#### ABOUT THIS EXERCISE:
Show every line in the records below that contains the word "such".

[TASK INPUTS — start]

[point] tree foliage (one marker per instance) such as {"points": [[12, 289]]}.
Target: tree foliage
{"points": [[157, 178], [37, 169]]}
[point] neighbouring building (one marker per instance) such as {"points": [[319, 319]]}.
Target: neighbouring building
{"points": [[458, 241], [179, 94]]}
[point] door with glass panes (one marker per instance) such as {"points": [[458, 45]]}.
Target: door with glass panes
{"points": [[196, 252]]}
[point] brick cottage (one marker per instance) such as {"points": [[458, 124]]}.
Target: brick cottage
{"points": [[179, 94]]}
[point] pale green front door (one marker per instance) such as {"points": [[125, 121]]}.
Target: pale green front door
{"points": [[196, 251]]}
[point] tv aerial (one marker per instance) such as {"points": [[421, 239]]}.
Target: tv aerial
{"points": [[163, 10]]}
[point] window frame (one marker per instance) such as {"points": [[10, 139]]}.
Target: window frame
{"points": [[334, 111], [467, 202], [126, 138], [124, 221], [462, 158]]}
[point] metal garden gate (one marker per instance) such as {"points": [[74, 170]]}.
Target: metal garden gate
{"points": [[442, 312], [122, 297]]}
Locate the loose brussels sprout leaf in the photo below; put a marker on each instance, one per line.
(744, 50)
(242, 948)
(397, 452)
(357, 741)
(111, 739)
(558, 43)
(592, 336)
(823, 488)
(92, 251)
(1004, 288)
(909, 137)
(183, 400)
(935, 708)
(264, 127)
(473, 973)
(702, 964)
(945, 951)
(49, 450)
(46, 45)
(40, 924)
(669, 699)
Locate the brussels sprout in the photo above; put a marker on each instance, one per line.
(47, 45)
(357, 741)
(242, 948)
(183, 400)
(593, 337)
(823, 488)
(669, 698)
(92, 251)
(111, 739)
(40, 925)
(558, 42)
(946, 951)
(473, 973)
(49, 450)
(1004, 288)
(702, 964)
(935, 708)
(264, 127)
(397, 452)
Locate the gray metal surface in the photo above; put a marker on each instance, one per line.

[TASK INPUTS — finish]

#### ANSWER SECTION:
[point] tree foliage (one marker per instance) such as {"points": [[12, 289]]}.
[point] neighbouring building (one marker per instance) such as {"points": [[319, 319]]}.
[point] door with glass panes (one marker per instance) such as {"points": [[458, 45]]}.
[point] brick cottage (one marker per instance) such as {"points": [[458, 124]]}.
[point] pale green front door (one marker per instance) such as {"points": [[125, 121]]}.
[point] tv aerial (one marker per instance) such as {"points": [[421, 239]]}.
[point] window frame (one marker per instance) such as {"points": [[10, 139]]}.
[point] metal garden gate (one marker per instance) such as {"points": [[74, 170]]}.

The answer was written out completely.